══ Material to process

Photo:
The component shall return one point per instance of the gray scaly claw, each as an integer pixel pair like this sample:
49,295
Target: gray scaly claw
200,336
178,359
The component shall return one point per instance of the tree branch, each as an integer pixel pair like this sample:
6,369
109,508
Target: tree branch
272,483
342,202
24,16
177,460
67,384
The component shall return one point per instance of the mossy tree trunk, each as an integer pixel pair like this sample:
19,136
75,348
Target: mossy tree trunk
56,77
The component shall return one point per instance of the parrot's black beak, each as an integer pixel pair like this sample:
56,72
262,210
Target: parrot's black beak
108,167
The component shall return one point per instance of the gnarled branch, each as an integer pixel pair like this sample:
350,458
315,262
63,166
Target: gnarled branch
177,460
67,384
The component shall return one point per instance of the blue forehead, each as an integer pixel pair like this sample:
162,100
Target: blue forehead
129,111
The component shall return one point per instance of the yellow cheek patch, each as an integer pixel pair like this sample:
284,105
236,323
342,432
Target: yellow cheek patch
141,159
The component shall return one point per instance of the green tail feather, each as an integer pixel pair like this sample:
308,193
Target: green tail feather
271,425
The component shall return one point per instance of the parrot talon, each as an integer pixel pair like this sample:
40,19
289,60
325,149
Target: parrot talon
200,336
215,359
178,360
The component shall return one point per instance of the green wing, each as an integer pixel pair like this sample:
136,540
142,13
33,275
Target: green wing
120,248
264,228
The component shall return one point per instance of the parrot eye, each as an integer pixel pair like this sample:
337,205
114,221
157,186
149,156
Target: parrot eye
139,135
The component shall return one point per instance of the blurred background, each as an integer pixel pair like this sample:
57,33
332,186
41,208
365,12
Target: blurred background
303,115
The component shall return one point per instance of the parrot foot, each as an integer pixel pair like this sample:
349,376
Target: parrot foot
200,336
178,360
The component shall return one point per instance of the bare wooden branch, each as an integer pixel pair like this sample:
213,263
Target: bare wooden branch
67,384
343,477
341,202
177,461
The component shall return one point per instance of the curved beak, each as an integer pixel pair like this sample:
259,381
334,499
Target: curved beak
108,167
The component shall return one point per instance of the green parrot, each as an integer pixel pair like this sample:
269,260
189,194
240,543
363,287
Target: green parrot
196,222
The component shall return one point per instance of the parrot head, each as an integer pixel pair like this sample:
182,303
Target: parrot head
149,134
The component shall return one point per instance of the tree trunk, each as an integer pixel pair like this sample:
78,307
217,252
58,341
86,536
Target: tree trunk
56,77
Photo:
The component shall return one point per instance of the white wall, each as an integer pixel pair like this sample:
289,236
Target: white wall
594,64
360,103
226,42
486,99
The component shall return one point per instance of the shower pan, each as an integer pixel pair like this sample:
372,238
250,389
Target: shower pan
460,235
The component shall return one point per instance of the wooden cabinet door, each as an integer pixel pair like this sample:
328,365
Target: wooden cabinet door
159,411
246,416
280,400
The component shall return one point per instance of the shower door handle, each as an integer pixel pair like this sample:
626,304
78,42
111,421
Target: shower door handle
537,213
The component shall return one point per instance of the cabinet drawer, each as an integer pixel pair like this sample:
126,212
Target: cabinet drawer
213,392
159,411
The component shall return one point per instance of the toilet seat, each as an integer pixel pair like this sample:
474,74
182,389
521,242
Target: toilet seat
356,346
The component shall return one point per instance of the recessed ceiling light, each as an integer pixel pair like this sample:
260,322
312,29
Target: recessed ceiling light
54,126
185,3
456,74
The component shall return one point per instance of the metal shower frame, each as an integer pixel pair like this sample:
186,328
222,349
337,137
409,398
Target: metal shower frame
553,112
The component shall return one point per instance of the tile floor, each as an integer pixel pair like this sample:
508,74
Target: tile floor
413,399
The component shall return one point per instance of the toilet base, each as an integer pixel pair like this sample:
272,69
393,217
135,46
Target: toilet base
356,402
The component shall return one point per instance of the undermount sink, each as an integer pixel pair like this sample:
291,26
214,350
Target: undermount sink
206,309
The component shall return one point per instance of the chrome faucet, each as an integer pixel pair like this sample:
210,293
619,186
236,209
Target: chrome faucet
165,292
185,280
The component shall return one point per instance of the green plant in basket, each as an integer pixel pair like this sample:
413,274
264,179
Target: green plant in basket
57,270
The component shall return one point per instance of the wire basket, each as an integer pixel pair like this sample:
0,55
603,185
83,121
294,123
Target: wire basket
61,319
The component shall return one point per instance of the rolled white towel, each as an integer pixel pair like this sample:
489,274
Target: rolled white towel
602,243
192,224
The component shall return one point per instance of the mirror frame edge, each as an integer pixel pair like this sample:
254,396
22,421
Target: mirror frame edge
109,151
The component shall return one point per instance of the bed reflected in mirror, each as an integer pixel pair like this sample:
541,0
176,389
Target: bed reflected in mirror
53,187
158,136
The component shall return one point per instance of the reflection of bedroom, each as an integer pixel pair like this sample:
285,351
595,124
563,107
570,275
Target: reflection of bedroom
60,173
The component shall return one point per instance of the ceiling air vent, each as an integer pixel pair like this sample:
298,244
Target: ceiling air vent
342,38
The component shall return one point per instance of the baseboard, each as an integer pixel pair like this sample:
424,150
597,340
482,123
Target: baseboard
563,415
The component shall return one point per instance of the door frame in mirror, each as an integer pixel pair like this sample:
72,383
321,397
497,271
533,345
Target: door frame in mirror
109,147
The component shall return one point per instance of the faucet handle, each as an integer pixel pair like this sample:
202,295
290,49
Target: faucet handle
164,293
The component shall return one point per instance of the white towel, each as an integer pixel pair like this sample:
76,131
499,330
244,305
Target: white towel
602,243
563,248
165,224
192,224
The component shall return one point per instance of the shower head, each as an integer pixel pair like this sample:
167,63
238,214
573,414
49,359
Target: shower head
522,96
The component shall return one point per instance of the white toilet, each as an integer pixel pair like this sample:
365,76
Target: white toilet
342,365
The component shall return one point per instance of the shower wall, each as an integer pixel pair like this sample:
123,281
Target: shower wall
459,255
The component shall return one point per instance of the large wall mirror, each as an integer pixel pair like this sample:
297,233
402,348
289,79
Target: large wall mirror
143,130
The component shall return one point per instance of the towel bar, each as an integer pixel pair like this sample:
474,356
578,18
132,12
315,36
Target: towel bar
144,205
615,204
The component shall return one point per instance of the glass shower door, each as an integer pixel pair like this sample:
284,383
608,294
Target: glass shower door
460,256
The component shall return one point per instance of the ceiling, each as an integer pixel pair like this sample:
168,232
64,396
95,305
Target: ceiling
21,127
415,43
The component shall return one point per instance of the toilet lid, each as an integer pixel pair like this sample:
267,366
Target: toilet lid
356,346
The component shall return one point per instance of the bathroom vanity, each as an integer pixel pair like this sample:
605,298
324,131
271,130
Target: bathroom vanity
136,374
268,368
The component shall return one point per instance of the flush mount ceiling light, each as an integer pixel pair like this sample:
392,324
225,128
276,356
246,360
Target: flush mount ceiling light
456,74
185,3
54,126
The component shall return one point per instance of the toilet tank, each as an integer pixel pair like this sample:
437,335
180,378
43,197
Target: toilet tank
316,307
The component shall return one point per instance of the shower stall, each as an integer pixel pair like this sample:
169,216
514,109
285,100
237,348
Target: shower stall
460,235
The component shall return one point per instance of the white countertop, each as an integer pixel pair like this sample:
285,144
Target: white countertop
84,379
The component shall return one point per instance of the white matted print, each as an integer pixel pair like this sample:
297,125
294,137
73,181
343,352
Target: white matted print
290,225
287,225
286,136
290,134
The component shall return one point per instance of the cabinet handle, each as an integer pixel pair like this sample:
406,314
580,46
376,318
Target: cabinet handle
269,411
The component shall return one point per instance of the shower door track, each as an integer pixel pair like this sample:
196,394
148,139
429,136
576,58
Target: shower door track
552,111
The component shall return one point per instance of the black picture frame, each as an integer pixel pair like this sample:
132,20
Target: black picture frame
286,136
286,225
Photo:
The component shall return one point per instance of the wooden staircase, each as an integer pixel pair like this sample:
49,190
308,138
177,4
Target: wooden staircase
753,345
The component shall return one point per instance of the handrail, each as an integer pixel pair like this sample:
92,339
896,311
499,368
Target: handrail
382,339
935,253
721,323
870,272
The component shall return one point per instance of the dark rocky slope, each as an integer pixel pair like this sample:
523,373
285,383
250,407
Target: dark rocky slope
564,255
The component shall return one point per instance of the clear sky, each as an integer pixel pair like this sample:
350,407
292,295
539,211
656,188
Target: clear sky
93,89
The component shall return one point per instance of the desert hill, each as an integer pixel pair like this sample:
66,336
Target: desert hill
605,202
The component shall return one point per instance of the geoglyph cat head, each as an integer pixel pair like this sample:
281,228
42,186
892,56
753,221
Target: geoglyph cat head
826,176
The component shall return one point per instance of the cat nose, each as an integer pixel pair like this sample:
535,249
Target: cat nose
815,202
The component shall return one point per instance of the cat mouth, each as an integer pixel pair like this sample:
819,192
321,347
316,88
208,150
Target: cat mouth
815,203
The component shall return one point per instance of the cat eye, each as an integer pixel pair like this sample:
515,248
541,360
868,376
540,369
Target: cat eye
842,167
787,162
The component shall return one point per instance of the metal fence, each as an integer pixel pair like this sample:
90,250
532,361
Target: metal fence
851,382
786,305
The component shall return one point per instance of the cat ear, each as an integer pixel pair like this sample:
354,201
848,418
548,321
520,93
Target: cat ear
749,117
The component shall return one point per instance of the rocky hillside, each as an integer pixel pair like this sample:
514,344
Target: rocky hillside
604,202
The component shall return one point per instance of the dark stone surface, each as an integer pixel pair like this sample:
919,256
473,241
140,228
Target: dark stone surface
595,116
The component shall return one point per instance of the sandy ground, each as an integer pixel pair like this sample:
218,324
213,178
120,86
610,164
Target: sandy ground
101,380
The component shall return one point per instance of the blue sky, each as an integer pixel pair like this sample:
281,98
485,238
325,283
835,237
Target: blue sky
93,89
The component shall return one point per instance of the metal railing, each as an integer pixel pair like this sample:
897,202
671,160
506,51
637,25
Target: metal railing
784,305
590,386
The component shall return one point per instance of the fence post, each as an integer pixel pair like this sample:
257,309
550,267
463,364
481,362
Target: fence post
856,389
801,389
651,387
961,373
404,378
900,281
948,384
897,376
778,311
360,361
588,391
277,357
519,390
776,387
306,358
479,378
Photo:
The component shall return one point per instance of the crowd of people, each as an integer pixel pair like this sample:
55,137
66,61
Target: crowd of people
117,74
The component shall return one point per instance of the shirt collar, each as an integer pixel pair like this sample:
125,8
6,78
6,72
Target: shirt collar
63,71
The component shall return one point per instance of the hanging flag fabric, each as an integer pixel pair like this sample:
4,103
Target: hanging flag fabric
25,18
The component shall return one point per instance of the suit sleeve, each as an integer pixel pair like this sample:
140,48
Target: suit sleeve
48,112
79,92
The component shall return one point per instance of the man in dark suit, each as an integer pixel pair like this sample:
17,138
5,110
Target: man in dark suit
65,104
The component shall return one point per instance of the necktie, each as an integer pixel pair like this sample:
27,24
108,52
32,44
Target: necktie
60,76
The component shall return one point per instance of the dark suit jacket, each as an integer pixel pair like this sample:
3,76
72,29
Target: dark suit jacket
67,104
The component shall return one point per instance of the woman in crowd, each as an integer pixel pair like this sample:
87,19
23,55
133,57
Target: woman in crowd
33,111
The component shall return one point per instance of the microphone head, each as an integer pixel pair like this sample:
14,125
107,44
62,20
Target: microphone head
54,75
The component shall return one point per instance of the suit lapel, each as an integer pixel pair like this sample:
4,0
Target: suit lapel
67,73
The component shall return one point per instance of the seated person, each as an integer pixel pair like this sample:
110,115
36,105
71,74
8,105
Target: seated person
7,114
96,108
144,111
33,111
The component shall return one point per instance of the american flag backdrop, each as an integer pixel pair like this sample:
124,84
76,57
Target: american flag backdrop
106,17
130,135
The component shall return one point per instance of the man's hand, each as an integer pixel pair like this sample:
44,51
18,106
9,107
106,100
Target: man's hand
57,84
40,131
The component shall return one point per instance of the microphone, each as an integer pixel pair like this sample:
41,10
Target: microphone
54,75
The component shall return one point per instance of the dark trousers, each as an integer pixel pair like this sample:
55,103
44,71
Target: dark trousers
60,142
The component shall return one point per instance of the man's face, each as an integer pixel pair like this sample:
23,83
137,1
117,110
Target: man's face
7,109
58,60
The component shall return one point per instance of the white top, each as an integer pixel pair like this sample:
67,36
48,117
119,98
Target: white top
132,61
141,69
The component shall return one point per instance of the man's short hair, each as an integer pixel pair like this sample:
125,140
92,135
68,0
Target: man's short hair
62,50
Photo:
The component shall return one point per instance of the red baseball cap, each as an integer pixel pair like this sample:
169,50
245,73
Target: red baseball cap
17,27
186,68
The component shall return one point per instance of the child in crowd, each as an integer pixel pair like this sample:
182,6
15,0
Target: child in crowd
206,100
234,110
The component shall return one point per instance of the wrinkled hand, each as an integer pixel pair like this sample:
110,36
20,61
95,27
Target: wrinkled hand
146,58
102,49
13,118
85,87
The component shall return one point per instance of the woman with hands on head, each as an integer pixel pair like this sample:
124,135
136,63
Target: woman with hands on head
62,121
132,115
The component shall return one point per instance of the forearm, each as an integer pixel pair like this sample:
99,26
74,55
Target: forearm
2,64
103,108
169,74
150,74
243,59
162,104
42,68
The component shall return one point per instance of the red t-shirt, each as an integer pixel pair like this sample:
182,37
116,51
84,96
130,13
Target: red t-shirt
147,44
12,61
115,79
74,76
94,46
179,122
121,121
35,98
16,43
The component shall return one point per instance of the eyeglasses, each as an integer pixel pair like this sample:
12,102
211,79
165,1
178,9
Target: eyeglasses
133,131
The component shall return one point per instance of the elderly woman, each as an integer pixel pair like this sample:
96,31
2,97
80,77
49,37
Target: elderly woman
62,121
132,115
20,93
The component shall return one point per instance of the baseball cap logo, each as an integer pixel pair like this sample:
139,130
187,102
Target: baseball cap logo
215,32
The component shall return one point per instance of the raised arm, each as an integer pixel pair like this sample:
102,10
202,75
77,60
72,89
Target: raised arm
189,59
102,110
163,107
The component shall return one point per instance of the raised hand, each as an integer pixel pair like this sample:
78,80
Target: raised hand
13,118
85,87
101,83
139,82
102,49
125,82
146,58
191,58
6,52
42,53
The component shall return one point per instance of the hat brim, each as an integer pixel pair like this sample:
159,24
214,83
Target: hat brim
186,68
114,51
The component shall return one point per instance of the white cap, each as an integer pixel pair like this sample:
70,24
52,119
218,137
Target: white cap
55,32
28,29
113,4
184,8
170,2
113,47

════

Exercise
All lines from the one with "raised hand, each" through the final line above are to be quoted exactly; quote no other line.

Result of this exercise
The component shall return one point per instance of the raised hand, each as an integer pixel pair like this sample:
78,80
Target: raised hand
13,118
85,87
101,83
139,82
102,49
125,82
146,58
191,58
6,52
42,53
The component shall return one point per instance of the hat brim, each as an integer pixel pair like this sample:
159,24
214,83
Target: hat brim
186,68
114,51
The component shall return one point per instance of the white cap, each as an integer pixel pair like this sample:
70,24
52,119
218,137
Target: white cap
55,32
28,29
113,4
184,8
170,2
113,47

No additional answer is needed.